Alıştırma görevleri:
**A)** Bölgesel bulgular metnine göre Tekirdağ düşük iş gücü arzını neyle karşılıyor?
**B)** Bölgesel bulgular metnini son cümlesinden sonra devam ettirin.

======== Alıntılanan metin ========

• Sonuç bulunamadı

BULGU 1:Bölge demografik açıdan Türkiye’nin genelinden farklı

Bölgede bağımlılık oranının Türkiye geneline göre düşük olduğu görülmekle birlikte iller arasında da farklılıklar tespit edilmiştir. Kırklareli ve Edirne’nin iş pazarına yönelik demografik verileri Tekirdağ’ın verileri ile farklılık göstermektedir. Tekirdağ’ın düşük iş gücü arzını göçle karşıladığı görülmektedir.

ÖNERİ 1: İş pazarına yönelik olarak uygulanacak olan kariyer geliştirme projelerinde bölge içinde iller arasında farklılıkların olduğu göz önünde bulundurulmalı, iş pazarında dışarıdan gelen göçe yönelik de projeler düşünülmelidir.

BULGU 2:Bölgedeki sanayi gelişimi anayollar üzerinde şekillenmektedir.

======== Veri kümesinden alıntı ========

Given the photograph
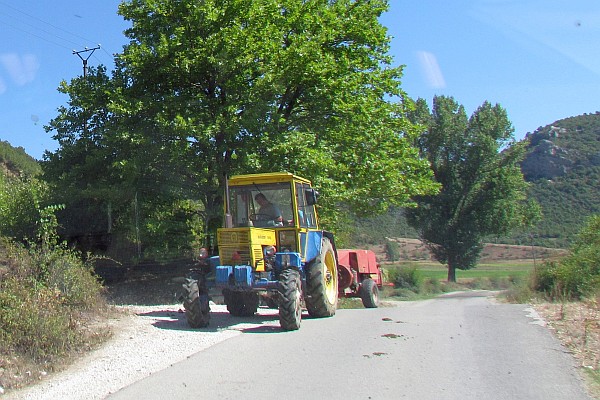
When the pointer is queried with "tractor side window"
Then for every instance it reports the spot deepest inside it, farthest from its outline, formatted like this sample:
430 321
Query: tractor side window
306 213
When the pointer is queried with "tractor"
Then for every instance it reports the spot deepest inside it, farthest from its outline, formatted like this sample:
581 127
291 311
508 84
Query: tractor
273 250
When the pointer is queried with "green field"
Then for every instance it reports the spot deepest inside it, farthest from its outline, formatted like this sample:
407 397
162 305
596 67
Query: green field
496 270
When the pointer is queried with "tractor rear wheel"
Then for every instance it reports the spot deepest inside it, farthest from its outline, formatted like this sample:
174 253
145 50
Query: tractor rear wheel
195 303
290 304
241 303
369 293
322 283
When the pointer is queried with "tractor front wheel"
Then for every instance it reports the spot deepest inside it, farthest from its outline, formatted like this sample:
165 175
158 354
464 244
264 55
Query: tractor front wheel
290 304
322 283
195 303
369 293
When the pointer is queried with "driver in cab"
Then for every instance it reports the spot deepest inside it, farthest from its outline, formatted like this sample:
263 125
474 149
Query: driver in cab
268 214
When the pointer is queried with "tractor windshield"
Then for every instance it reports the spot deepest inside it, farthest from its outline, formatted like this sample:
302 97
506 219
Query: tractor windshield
264 205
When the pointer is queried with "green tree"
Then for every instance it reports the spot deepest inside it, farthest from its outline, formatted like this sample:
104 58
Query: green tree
209 89
20 203
476 162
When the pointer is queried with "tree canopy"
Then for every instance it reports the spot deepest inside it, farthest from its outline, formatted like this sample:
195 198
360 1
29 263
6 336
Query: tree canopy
204 90
476 162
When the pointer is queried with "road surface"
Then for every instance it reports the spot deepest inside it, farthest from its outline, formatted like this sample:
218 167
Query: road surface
461 346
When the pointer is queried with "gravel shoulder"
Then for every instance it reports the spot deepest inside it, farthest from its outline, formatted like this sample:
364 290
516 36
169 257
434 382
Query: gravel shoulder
146 339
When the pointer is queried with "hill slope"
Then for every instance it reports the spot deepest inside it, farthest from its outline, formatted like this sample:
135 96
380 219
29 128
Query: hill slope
563 166
15 162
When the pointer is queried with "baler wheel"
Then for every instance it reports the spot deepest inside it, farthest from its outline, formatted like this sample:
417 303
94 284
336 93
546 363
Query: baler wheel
290 304
369 293
195 303
322 283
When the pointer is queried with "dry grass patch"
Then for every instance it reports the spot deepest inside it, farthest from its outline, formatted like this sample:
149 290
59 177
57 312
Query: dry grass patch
577 326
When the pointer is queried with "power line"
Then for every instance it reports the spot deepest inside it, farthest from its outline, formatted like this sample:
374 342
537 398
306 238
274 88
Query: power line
46 35
49 24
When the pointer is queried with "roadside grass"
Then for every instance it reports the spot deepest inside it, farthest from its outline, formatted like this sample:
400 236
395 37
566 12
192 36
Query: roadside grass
422 280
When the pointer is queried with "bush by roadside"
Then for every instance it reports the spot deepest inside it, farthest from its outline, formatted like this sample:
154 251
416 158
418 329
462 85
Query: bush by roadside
49 301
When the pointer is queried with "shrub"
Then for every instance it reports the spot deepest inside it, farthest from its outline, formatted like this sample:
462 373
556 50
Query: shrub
406 278
392 250
578 274
43 293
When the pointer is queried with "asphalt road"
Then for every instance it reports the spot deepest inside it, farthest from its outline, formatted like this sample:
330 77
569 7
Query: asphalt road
456 347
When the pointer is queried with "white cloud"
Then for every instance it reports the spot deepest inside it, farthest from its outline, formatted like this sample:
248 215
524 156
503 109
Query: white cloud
21 68
431 69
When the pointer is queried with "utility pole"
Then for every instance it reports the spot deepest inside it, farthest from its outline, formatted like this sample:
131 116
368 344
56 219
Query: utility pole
84 59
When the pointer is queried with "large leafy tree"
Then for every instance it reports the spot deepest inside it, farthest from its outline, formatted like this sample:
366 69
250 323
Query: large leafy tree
206 89
477 163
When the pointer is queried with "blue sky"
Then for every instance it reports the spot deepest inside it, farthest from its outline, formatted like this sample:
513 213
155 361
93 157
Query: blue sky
539 59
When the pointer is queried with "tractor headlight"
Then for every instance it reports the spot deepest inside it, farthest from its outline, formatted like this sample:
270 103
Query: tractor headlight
203 253
269 251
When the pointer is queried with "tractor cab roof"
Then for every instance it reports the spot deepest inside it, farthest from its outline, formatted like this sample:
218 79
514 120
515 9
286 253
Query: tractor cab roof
271 177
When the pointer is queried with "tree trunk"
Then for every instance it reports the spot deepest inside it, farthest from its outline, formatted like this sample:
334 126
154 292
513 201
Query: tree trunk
451 273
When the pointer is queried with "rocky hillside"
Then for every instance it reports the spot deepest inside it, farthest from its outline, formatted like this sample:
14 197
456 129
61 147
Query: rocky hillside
14 161
557 149
563 166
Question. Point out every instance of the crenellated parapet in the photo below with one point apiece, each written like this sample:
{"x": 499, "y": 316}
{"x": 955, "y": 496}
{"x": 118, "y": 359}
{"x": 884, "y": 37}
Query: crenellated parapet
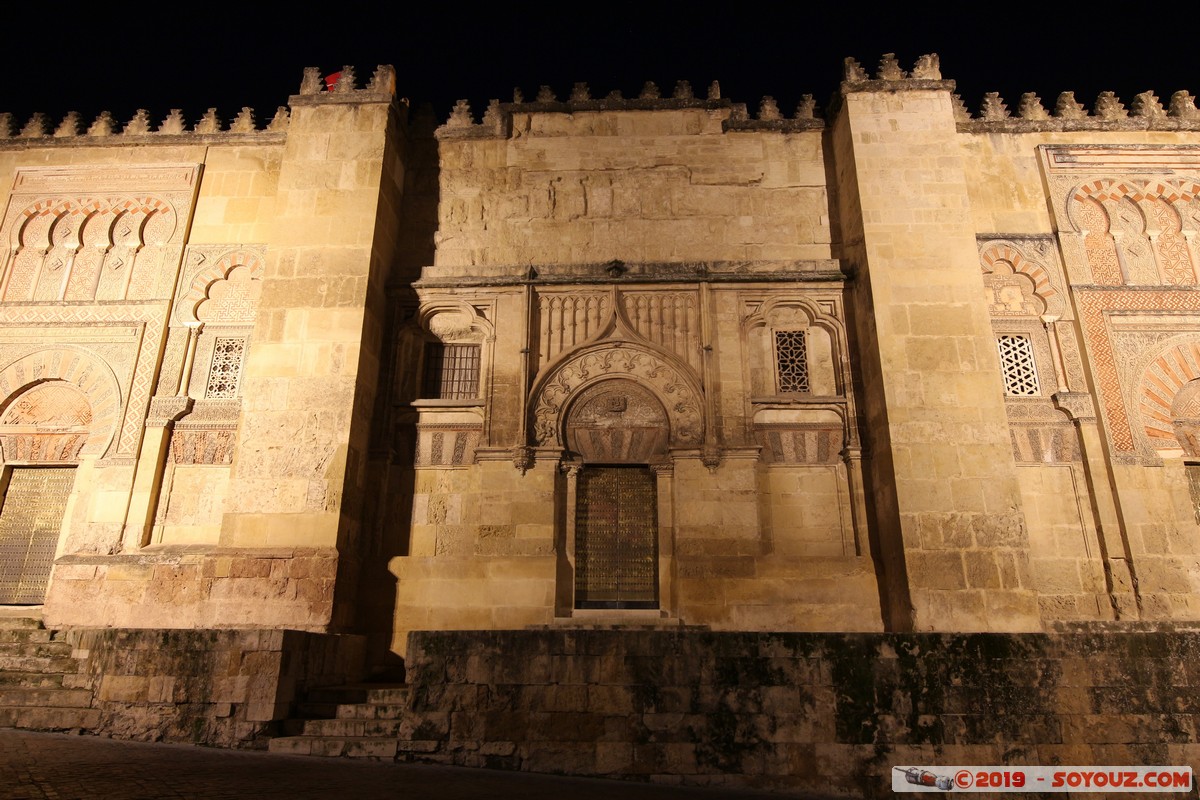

========

Yazılı cevaplar:
**A)** Göçle.

**B)**
Çorlu ve Çerkezköy OSB’lerin açılmasıyla bölgede atılım gösteren sanayi gelişiminin devamlılığı yeni açılan OSB’lerle sağlanmaktadır. Yeni açılan OSB’ler ise Türkiye’yi Avrupa’ya bağlayan ana otoyol aksı üzerinde yapılmaktadır. Tekirdağ il sınırları içinde yer alan OSB’lerle birlikte, Kırklareli il sınırları içinde yer alan Lüleburgaz’da da benzer sınai dinamiklerden söz edilebilir.

ÖNERİ 2: İl bazında iş pazarına yönelik alınan verilerin il merkezlerini değil, söz konusu aks üzerinde ortaya çıkan sanayi merkezlerini daha çok yansıttığı dikkate alınmalı, kariyer merkezleri kariyer geliştirmeye yönelik olarak hazırlanan projelerde, iş pazarının söz konusu coğrafî dağılımı hesaba katılmalıdır.

BULGU 3:Çerkezköy ve Çorlu OSB’lerinin olumsuz imgesi yaygındır

1970’li yıllarda İstanbul’un gelişen sanayisinin ihtiyaçlarını karşılamak amacıyla açılan Çorlu ve Çerkezköy OSB’lerinin yoğun göç ve çevre kirliliği gibi olumsuz deneyimlere sahne olması, özellikle Edirneli ve Kırklarelili işverenlerin sınai kalkınma projelerine kuşkuyla yaklaşmalarına neden olmaktadır. Trakyalı işverenler ve bölgenin ileri gelen mülki ve idari amirleri Çorlu ve Çerkezköy tecrübelerinden ders çıkarıp, buralarda yapılan hataların tekrarlanmasını engelleyecek önlemler alındıktan sonra projelerin hayata geçirilmesini talep etmektedir.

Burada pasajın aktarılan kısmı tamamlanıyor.